**Task statement:**
In the listing below, pick out lines with "commands".

[Records supplied — start]

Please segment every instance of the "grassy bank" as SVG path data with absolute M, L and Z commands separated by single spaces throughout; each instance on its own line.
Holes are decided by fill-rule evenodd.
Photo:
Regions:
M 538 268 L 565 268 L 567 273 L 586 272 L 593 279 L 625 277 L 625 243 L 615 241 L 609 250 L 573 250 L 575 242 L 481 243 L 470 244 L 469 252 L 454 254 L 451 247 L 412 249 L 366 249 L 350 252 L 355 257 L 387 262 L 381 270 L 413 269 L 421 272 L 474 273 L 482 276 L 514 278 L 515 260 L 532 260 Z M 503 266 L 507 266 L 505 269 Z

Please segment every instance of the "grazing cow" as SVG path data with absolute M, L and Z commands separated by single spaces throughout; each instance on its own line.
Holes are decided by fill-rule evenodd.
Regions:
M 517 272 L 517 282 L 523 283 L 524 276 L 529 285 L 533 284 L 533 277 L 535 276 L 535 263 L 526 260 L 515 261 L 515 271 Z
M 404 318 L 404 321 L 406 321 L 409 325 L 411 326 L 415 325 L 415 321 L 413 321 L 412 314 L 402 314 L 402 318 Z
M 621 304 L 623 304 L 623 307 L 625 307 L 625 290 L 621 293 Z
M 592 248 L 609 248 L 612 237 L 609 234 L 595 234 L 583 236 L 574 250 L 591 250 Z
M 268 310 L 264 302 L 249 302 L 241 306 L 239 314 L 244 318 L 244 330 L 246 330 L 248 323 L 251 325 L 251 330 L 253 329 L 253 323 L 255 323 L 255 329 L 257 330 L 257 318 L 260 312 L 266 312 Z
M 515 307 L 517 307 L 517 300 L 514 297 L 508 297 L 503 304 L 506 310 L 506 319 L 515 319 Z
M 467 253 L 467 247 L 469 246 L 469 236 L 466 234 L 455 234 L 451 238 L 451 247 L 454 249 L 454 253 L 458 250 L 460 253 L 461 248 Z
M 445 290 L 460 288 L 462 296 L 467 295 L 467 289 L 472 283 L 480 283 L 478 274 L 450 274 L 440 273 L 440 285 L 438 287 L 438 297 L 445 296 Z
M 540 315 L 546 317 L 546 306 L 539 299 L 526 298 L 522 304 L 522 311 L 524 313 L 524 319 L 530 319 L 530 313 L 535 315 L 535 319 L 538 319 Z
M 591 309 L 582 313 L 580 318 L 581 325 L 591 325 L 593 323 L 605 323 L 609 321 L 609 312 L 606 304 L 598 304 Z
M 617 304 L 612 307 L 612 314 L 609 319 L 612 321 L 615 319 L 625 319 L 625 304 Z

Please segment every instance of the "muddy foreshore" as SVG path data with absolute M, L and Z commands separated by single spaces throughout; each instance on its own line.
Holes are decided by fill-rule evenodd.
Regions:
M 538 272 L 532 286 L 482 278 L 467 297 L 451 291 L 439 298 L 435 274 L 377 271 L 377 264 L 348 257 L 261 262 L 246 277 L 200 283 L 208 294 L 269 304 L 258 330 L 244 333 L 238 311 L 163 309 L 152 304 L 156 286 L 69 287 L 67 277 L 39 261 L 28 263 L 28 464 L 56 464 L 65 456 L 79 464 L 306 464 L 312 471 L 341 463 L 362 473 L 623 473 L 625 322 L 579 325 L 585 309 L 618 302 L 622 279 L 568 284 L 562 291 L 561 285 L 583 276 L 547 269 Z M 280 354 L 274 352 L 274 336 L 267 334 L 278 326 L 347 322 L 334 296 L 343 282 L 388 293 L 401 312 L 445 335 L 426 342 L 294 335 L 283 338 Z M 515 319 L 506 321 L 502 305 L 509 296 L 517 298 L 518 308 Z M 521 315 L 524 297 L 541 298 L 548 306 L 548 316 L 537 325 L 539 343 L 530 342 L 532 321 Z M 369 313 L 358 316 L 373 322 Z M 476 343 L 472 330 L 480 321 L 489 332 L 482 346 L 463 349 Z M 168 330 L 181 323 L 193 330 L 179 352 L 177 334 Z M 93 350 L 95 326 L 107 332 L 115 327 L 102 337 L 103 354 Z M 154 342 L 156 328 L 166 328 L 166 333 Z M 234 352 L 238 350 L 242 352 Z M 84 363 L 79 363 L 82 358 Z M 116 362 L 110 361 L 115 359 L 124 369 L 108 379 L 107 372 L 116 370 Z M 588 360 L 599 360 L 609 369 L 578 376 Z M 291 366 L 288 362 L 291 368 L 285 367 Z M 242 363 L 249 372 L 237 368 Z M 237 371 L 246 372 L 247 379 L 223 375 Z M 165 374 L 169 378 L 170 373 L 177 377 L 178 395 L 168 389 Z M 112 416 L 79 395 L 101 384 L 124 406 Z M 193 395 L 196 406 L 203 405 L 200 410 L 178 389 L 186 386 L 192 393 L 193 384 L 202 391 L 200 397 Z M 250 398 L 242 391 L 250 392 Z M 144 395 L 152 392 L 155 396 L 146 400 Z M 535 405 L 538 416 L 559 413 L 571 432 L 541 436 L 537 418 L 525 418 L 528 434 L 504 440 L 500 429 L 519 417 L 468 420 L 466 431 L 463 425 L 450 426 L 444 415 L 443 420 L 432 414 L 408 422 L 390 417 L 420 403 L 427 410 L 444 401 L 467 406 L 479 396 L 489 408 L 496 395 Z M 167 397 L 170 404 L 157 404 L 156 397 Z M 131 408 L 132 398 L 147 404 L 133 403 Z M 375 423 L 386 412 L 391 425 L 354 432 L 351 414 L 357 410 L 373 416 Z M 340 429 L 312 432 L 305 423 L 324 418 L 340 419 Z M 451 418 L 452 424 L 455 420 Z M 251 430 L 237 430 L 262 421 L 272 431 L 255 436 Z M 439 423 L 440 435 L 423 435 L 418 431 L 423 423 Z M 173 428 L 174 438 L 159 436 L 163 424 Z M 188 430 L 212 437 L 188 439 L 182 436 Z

[Records supplied — finish]
[Records supplied — start]

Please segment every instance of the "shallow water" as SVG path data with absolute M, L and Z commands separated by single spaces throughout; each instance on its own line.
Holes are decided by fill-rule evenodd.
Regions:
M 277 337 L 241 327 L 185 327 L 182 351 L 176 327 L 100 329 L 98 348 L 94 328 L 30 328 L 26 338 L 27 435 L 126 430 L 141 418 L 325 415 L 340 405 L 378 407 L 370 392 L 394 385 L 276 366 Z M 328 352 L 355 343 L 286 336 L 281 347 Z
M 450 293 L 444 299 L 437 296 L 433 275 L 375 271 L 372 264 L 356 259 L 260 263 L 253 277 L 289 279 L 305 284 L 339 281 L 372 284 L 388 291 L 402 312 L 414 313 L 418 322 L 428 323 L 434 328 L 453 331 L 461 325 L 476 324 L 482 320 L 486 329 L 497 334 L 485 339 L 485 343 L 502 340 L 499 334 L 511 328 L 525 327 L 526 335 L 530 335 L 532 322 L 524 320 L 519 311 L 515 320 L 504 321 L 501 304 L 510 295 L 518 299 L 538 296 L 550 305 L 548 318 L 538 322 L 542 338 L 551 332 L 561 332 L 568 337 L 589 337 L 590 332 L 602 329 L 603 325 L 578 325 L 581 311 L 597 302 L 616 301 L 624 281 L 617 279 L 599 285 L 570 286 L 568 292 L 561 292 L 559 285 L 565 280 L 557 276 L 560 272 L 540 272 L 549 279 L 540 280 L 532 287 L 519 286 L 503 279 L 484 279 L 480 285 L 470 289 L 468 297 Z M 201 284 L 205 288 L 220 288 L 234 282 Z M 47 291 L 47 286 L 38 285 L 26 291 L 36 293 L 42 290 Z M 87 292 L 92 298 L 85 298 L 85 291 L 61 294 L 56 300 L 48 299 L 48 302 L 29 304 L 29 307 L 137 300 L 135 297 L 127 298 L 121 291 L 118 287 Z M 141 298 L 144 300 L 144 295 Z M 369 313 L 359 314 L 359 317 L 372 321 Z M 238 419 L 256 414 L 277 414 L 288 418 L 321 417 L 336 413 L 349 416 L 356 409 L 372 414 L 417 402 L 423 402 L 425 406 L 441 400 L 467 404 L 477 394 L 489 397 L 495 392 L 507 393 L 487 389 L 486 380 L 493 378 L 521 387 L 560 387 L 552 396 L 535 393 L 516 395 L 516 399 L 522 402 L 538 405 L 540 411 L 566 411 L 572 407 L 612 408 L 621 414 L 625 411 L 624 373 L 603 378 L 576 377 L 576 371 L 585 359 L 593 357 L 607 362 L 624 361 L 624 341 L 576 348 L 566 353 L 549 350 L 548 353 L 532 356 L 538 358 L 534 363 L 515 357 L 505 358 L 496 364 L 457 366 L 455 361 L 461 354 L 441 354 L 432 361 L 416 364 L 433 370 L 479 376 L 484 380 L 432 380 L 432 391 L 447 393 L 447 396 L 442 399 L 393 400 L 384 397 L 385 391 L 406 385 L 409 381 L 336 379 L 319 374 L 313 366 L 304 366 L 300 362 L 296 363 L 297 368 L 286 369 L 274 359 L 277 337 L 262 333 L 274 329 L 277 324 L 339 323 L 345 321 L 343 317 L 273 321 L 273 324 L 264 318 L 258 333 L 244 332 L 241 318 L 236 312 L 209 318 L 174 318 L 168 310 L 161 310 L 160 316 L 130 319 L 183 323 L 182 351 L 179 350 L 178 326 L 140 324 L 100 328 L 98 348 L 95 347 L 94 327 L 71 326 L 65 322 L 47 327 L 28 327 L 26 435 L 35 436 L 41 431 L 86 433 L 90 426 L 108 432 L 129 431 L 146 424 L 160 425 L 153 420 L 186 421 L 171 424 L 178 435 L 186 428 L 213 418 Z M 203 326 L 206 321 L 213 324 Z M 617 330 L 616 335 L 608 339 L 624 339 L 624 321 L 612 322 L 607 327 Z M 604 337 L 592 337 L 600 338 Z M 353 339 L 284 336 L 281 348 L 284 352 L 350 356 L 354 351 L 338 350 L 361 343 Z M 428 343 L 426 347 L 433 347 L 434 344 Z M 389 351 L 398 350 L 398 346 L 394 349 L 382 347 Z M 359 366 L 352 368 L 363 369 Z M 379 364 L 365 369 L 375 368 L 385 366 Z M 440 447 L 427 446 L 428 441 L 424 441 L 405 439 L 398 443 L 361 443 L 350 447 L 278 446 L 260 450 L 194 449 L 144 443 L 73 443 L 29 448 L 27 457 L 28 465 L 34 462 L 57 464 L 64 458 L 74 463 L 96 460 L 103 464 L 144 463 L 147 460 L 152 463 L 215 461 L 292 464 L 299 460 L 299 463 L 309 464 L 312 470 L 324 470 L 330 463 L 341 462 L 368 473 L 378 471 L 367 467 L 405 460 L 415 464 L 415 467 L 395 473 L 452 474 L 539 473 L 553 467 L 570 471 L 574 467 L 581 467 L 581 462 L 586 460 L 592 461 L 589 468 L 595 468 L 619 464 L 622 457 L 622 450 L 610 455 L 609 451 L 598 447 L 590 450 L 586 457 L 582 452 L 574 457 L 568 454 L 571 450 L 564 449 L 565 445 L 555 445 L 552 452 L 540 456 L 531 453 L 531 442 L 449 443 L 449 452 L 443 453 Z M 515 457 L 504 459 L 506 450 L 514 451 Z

[Records supplied — finish]
[Records supplied — start]

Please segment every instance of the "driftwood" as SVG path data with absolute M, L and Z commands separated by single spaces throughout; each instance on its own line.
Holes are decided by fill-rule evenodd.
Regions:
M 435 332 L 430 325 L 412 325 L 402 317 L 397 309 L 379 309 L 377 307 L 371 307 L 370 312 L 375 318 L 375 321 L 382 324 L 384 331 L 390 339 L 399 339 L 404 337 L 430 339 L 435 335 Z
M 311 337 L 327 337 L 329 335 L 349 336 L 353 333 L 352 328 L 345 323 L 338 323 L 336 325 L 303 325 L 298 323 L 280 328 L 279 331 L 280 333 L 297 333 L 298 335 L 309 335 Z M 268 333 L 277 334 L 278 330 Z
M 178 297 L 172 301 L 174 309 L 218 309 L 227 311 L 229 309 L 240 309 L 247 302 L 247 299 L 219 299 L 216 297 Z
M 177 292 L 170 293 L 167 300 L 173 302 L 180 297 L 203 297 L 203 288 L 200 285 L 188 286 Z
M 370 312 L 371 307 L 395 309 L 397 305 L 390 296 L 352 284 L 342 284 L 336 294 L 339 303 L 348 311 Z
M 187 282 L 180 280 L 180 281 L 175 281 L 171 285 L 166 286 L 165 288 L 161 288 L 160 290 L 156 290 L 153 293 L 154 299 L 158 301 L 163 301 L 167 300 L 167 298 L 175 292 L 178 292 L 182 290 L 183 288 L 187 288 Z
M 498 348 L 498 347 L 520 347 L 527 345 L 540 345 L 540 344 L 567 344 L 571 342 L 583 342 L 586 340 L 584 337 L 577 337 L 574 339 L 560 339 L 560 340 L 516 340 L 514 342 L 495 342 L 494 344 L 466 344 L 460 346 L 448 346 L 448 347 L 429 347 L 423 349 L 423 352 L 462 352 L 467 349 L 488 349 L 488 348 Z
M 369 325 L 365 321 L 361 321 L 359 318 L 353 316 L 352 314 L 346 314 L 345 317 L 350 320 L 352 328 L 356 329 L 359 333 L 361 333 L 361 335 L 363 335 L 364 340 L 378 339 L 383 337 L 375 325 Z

[Records supplied — finish]

**Solution to the exercise:**
Please segment every instance of the "grassy bank" as SVG path data with absolute M, L and Z commands separated by single spaces throughout; each instance on its own line.
Please segment every instance of the "grazing cow" as SVG path data with absolute M, L and Z commands separated by single spaces throughout; each instance on its own line.
Please segment every instance of the "muddy foreshore" as SVG path data with absolute M, L and Z commands separated by single spaces throughout; each instance on its own line.
Please segment every instance of the "shallow water" as SVG path data with absolute M, L and Z commands separated by single spaces throughout; each instance on its own line.
Please segment every instance of the "driftwood" as SVG path data with absolute M, L and Z commands separated by single spaces throughout; each instance on its own line.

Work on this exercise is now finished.